Rewrite every line from the start of the records through the line that contains "121 25 162 84", requests included, and add 71 to each bounding box coordinate in the answers.

Data extracted from a collection
══════════
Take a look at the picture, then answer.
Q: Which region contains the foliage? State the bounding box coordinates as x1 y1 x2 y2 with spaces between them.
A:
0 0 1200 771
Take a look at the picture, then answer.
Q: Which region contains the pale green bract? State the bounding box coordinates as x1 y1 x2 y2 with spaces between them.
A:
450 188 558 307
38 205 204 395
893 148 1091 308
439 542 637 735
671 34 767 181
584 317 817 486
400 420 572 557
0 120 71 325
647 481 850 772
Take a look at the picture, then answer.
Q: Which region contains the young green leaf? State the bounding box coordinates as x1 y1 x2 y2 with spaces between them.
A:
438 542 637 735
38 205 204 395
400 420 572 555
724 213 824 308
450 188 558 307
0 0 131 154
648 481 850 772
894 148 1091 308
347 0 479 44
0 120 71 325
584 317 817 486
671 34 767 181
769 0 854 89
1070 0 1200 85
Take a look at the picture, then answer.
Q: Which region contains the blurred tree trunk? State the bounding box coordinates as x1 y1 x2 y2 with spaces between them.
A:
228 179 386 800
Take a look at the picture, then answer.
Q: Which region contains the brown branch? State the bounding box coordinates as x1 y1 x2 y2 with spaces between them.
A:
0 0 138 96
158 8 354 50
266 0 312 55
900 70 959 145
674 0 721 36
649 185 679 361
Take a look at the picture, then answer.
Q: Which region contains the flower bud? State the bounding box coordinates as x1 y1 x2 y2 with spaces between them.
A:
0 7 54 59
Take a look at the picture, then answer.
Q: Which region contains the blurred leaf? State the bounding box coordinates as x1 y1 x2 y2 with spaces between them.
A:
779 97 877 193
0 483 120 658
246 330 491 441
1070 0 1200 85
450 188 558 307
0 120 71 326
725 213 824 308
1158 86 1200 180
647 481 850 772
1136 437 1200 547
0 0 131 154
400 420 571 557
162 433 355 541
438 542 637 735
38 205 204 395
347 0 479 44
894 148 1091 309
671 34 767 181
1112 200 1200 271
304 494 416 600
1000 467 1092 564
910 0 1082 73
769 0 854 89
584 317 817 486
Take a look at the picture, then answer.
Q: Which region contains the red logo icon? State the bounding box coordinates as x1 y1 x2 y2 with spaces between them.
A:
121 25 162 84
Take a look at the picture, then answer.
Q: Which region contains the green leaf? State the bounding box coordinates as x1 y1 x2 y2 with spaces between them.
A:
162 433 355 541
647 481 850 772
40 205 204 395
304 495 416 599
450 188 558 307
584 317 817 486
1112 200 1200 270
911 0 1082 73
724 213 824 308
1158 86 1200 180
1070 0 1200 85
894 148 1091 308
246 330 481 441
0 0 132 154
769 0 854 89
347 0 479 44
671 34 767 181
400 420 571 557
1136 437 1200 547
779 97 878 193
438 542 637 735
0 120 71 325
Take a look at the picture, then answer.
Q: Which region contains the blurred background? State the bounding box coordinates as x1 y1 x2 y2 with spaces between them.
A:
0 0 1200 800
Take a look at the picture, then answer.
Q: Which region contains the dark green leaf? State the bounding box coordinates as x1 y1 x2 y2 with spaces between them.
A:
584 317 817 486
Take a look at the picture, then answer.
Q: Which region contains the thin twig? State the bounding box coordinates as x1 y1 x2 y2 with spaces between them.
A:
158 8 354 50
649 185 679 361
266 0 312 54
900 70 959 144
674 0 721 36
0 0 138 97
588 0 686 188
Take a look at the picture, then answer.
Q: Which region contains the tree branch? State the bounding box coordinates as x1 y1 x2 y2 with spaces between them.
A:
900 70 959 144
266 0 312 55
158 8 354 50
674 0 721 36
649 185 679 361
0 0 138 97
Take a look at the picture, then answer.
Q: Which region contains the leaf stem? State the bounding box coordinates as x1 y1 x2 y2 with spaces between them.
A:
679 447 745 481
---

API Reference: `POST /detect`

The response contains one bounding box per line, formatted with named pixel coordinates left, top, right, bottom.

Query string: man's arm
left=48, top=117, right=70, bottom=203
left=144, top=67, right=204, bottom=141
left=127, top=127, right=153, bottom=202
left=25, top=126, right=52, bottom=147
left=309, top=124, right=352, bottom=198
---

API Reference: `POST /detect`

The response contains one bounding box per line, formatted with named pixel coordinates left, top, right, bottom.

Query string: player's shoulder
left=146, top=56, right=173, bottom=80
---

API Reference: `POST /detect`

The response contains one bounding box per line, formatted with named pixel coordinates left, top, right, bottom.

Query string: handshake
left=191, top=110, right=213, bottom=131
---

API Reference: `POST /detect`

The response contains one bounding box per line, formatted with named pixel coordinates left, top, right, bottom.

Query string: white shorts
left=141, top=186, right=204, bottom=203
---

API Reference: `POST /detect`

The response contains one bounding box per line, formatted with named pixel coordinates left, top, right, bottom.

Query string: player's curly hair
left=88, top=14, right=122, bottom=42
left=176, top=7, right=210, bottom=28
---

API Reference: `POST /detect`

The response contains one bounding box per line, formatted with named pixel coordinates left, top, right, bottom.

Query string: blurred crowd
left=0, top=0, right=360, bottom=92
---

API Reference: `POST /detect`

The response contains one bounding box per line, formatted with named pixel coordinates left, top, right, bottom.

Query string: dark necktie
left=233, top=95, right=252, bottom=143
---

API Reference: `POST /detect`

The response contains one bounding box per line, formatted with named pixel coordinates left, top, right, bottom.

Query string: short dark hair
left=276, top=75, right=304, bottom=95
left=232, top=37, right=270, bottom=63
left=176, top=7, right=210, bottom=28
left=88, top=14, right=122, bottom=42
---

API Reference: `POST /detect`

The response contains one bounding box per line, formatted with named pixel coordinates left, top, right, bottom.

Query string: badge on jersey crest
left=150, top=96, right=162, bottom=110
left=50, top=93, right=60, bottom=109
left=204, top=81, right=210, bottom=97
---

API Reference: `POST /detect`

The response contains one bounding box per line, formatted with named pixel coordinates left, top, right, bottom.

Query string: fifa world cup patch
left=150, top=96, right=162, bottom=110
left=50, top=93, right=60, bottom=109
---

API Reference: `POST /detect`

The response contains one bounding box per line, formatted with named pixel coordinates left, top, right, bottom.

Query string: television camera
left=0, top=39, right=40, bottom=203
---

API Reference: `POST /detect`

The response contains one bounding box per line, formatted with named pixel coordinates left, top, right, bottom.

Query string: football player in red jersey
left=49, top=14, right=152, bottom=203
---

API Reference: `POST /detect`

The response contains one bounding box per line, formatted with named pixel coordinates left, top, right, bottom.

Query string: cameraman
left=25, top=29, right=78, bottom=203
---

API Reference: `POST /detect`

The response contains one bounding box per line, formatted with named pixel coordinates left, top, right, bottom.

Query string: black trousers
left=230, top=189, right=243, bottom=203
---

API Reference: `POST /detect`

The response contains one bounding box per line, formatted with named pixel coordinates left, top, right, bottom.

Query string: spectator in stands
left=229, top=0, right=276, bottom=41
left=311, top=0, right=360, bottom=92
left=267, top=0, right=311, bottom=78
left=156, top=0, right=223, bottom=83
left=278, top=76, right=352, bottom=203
══════════
__The output__
Take a look at the picture, then answer.
Q: Which region contains the foliage? State the bounding box coordinates as x1 y1 x2 y2 with spaces between them.
A:
71 71 1271 842
Take a look at the picture, then answer.
Q: Which region contains the pale green bract? State the bounding box coordinates as x1 y1 x2 y2 with spaces between them.
A:
521 259 629 378
109 276 275 466
964 219 1162 379
510 613 708 806
742 105 838 252
655 388 888 557
471 491 643 628
71 191 142 396
718 552 921 843
Take a look at the picture, then answer.
Q: Which region contains the young green leaf? State the bounding box coordinates as x1 y1 x2 y2 with spaces between them.
A:
509 613 708 806
109 276 275 466
471 491 643 626
795 284 895 379
521 259 629 378
71 71 202 225
719 552 921 843
965 219 1162 379
418 71 550 115
71 191 142 396
655 388 888 557
742 105 838 252
840 71 925 160
1141 71 1271 156
Take a look at the picture, then answer.
Q: Which region contains the blurred tree trunk? State the bounding box coordinates as x1 y1 x2 y2 with spaces between them.
A:
299 250 457 871
Take a look at the picture, then answer.
Q: Which region contains the brown branch? State the bounding box coordinates as x1 y1 x2 y2 with spaces between them.
A:
71 71 209 167
229 79 425 121
337 71 383 126
971 141 1030 216
745 71 792 107
720 256 750 432
Take a look at the picture, then answer.
Q: Which region contains the flower bud? State the bounding box coordinates as x1 y1 x2 y2 with spaces between them.
A:
71 78 125 130
Take a look at the picture, then answer.
Q: Which region contains the blurred leaf? State the bounding box coordinates as x1 y1 x2 y2 with spaces between them.
A:
850 168 948 264
71 554 191 729
317 401 562 512
1141 71 1271 156
521 259 629 378
71 191 142 397
796 284 895 379
1229 157 1271 251
718 552 921 843
1207 508 1271 618
71 71 202 225
471 491 642 628
233 504 426 612
509 613 708 806
109 276 275 466
418 71 550 115
965 219 1162 380
742 105 838 252
1183 271 1271 342
375 565 487 671
1071 538 1163 635
981 71 1153 144
840 71 925 160
655 388 888 557
Take a look at the picture, then answer.
Q: Which region contains the red logo icon? State the bounding box coordinates as x1 y1 x2 y2 with spaces between them.
A:
192 96 233 155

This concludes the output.